QUESTIONS:
1. Quote the article on AI word for word, starting at the words "I understand their" and stopping after "technology ensure success?".
2. In the article on AI, shorten the paragraph that opens "Our ability to customize and elevate customer relationships" and keep its main facts.
3. Keep writing the article on AI, picking up right after its last sentence.

EXCERPT TO READ:
*** Begin section ***

“What do I need to know about AI?”
This may be the question that clients most often ask me.
I understand their concern. Technology makes us smaller. Business owners are desperate for ways to connect with their customers to stay relevant. I think the rapid adoption of this new tool stems from AI FOMO (Fear Of Missing Out). Where (and how) does staying at the cutting edge of technology ensure success?
Our ability to customize and elevate customer relationships has changed significantly in the past few decades. What started as cellular transformed into “dot com,” and with it came social networks that decentralized media authority, allowing anyone with a Wi-Fi connection to have a voice and engage with companies in a two-way dialogue.
What We Already Know
We’ve seen how our customers engage with content that matters to them and curate screen time experiences using search engines to help them scratch their latest itch.
This gives businesses the ability to think strategically, identify how best to reduce media advertising waste and reach their target audience at the moment of intent (i.e. when someone is searching for your service and finds you from a paid ad).
We want to capture as much customer information as possible and engage meaningfully with that data. But with all this data we have amassed, how much is actionable by a business owner?

*** End section ***

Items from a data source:
*** Begin section ***

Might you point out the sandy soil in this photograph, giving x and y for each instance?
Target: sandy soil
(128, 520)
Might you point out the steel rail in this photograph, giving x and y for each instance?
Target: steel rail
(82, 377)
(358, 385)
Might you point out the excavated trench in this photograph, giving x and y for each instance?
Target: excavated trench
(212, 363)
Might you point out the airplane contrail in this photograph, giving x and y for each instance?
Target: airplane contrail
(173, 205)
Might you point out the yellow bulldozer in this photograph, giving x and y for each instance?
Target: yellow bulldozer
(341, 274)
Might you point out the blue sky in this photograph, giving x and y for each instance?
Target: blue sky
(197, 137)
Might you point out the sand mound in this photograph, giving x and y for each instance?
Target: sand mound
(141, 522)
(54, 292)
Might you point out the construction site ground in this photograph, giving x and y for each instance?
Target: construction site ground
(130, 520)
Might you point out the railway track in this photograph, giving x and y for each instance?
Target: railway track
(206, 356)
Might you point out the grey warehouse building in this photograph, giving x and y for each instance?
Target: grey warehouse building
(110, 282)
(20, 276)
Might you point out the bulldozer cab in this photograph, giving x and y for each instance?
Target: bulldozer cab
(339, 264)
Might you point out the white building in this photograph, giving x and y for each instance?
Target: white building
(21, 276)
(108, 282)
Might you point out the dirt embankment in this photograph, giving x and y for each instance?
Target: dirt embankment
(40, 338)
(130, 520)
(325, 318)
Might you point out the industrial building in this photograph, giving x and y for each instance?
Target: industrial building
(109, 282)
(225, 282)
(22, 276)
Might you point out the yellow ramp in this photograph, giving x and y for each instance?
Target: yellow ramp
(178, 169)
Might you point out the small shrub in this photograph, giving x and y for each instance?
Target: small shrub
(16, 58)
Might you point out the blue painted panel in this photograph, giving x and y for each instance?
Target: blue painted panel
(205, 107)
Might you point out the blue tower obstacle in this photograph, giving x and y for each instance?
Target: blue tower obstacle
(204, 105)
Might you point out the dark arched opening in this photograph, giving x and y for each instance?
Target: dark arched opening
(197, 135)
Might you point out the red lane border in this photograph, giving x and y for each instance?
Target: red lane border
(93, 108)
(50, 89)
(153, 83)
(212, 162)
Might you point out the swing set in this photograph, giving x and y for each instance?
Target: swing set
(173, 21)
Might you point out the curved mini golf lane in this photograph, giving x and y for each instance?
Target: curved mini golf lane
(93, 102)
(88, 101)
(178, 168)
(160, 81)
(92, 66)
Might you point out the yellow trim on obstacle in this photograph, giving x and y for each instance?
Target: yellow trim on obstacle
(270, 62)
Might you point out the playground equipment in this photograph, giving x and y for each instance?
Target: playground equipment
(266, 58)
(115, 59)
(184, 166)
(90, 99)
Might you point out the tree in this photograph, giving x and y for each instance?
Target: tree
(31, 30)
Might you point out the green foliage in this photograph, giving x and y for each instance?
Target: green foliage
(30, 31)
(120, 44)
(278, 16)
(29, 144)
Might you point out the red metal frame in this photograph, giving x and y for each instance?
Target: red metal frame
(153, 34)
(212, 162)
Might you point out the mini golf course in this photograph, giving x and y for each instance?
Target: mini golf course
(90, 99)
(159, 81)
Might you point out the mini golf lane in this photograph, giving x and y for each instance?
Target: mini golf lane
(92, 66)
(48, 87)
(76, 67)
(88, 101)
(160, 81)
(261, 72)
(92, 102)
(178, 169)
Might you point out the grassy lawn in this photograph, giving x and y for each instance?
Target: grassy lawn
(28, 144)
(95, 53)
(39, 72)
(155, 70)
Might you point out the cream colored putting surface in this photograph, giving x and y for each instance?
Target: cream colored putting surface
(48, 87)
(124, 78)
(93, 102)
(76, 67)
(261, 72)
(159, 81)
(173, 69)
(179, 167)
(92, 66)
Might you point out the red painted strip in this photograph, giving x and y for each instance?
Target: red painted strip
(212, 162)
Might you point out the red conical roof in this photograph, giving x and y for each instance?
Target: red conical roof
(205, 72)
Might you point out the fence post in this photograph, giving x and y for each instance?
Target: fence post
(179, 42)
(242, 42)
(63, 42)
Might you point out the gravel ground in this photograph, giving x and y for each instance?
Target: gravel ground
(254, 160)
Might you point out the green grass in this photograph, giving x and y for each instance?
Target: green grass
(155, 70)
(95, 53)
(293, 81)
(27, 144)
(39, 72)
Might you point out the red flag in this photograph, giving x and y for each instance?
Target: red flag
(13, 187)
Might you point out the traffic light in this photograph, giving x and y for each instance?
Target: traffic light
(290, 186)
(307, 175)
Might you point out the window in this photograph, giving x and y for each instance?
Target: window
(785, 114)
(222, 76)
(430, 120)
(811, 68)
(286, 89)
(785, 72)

*** End section ***
*** Begin section ***

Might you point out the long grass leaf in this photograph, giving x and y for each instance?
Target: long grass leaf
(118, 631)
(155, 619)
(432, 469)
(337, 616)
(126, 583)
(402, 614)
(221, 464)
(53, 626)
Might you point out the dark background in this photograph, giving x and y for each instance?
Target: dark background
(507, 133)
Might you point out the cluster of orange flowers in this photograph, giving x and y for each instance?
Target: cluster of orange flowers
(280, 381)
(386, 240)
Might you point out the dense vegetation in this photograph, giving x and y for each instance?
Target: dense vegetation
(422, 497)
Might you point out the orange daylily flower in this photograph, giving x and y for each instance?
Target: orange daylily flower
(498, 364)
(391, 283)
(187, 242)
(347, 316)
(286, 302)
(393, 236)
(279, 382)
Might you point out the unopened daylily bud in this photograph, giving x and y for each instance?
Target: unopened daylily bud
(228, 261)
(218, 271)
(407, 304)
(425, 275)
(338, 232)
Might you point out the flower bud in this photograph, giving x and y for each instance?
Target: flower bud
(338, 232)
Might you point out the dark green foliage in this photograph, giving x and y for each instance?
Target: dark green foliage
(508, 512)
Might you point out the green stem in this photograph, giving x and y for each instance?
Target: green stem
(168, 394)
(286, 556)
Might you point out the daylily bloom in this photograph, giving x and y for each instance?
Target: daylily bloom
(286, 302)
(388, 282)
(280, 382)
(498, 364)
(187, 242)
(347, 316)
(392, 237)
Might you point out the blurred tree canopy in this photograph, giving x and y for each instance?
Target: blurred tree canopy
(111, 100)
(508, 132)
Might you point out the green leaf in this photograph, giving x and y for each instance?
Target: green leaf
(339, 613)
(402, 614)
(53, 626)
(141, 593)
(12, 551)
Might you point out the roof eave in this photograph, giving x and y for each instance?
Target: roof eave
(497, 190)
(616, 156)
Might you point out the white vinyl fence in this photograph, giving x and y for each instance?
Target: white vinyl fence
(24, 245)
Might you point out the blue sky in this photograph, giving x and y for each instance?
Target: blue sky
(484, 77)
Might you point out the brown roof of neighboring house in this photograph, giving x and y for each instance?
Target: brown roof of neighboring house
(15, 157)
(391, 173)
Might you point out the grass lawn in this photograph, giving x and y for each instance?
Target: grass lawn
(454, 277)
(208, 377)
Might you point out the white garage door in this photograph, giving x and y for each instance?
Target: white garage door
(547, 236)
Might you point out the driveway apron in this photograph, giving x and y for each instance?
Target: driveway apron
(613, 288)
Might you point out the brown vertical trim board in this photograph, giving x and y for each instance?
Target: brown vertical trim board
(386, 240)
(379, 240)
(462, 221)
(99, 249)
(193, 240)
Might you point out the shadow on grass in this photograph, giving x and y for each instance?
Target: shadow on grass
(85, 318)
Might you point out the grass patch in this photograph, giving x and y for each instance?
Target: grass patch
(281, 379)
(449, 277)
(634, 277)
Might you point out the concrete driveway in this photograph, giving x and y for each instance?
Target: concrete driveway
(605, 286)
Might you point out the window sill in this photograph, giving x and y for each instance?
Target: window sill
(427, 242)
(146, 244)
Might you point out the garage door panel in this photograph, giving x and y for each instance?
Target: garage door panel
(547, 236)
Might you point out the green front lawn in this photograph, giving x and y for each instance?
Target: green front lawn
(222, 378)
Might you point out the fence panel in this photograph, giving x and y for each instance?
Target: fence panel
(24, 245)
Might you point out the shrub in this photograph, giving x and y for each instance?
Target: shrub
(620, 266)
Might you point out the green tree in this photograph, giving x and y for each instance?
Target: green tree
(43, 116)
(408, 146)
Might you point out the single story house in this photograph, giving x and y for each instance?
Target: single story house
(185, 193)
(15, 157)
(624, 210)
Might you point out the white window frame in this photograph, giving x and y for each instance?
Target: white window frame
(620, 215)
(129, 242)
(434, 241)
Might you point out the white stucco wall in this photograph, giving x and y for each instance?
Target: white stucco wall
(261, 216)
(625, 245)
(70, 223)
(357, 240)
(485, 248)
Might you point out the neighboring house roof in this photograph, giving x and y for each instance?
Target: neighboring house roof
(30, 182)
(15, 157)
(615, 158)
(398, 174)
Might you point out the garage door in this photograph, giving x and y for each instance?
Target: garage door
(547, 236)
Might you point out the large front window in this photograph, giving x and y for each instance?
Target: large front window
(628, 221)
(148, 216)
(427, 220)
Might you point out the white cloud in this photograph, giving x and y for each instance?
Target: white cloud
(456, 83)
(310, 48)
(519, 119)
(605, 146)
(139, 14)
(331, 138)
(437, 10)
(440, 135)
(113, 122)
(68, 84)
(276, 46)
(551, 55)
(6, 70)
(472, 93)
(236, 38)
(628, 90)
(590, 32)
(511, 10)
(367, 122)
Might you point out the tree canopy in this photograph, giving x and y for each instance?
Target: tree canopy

*** End section ***

WRITTEN ANSWERS:
1.
I understand their concern. Technology makes us smaller. Business owners are desperate for ways to connect with their customers to stay relevant. I think the rapid adoption of this new tool stems from AI FOMO (Fear Of Missing Out). Where (and how) does staying at the cutting edge of technology ensure success?

2. Over the past few decades, the way businesses personalize and improve customer relationships has changed a great deal. Cellular gave way to "dot com," which brought social networks. These took media authority out of a few hands and let anyone with Wi-Fi speak up and hold a two-way conversation with companies.

3.
When it comes to data, your past can become your present and future. All those posts you liked, articles you read, or apps you downloaded now live in some data warehouse and paint a digital profile of you. That means you might be on a list that says you are interested in horses or a cruise in Tahiti, but is that still the case?
AI’s New Challenges
Regarding AI, the concept of data integrity and the evolution of a customer’s journey are critical to understand. AI works by feeding it information and using data to guide the artificial intelligence to think and act on your behalf to achieve a satisfactory end result.
But customer wants and needs aren’t static. Will the AI you train today be able to resonate with the customers of tomorrow?
I don’t think so. Too many things contribute to our customers’ journey online, from the media sources they trust to the content they engage with to socio-cultural shifts.
In my book, The Covert Code, I explain the importance of maintaining control of the areas you can control. This means not taking shortcuts like “setting and forgetting” online bid strategies or generating core website content using ChatGPT. It also means that business owners must have a clear vision and foster a corporate culture that places trust in people first and data second.
The Limits of AI
While AI can be used to help businesses streamline processes and reduce redundancies, it can also limit your ability to scale and negatively impact your ROI if not carefully monitored and controlled. I encourage my clients to consider this question: Are your business choices today sustainable with so many AI unknowns?
What might seem like a cost-saving strategy might quickly become a bottleneck and result in you knowing even less about your customer’s journey, missing new trends, or locking you into technology decisions that will increase your long-term cost-per-lead, cost-per-demo, and cost-per-sale.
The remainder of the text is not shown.